- YOUR GOAL -
Please rewrite the data below, changing every "instance" to "occurrence" and leaving everything else the same.

- GIVEN DATA -
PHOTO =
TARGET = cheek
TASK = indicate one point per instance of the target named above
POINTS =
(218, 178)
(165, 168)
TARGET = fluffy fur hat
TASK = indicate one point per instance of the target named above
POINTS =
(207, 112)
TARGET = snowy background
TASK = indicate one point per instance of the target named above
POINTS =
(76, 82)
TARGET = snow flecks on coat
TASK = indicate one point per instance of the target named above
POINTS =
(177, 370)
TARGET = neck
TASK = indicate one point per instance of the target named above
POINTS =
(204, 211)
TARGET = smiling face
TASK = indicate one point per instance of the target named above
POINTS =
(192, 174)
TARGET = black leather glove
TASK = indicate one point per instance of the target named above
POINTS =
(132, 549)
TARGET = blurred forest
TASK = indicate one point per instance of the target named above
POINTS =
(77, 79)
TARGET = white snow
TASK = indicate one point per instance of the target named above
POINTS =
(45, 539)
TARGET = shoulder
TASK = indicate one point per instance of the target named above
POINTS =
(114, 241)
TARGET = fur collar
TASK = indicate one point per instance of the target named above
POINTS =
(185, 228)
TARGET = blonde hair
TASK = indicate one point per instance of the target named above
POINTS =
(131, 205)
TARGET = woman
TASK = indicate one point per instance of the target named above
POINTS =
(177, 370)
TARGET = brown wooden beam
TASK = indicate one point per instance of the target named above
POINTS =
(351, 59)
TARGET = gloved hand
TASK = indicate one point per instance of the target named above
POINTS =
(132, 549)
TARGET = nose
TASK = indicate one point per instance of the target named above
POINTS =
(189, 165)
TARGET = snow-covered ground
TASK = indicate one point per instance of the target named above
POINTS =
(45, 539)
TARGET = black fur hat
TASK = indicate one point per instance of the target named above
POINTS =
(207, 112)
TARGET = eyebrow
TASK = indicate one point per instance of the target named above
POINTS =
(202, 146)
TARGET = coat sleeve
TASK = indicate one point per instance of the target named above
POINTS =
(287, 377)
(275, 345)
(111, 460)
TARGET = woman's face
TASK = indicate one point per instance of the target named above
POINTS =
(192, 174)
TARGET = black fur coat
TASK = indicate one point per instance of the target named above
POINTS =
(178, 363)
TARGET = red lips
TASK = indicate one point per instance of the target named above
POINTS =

- COMPLETE ANSWER -
PHOTO =
TARGET = cheek
TASK = indicate one point per occurrence of the target named above
POINTS =
(218, 178)
(165, 168)
TARGET = fluffy fur hat
TASK = indicate one point per occurrence of the target named above
POINTS =
(207, 112)
TARGET = snowy background
TASK = indicate one point per occurrence of the target named above
POINTS =
(76, 82)
TARGET = snow flecks on coat
TASK = indicate one point per occurrence of the target named above
POINTS =
(177, 370)
TARGET = neck
TASK = indicate one point per occurrence of the target named above
POINTS =
(204, 211)
TARGET = smiling face
TASK = indicate one point per occurrence of the target named above
POINTS =
(192, 174)
TARGET = black leather glove
TASK = indicate one point per occurrence of the target named above
POINTS =
(132, 549)
TARGET = blurred forest
TASK = indicate one point per occurrence of the target named above
POINTS =
(77, 79)
TARGET = white snow
TASK = indicate one point per occurrence of the target named above
POINTS =
(45, 539)
TARGET = shoulder
TASK = indicate one point per occurrence of the target named above
POINTS =
(114, 241)
TARGET = fur collar
TASK = indicate one point per occurrence of the target named above
POINTS =
(185, 228)
TARGET = blonde hair
TASK = indicate one point per occurrence of the target named above
POINTS =
(131, 205)
TARGET = woman
TASK = indicate one point per occurrence of the target named above
POINTS =
(177, 370)
TARGET = brown wooden beam
TASK = indicate one point per occurrence of the target named above
POINTS =
(351, 59)
TARGET = gloved hand
TASK = indicate one point per occurrence of the target named above
POINTS =
(132, 549)
TARGET = nose
TASK = indicate one point per occurrence of the target named above
POINTS =
(189, 165)
TARGET = snow-covered ground
TASK = indicate one point per occurrence of the target named above
POINTS =
(45, 539)
TARGET = black fur hat
TASK = indicate one point per occurrence of the target named above
POINTS =
(207, 112)
TARGET = eyebrow
TASK = indicate one point per occurrence of the target named above
POINTS =
(202, 146)
TARGET = coat sleeve
TASK = indicate one point per occurrence of the target named above
POINTS =
(287, 377)
(275, 345)
(111, 460)
TARGET = woman's face
TASK = indicate one point per occurrence of the target named above
POINTS =
(192, 174)
TARGET = black fur coat
TASK = indicate one point per occurrence of the target named above
POINTS =
(178, 363)
TARGET = red lips
TASK = indicate one point per occurrence of the target named above
POINTS =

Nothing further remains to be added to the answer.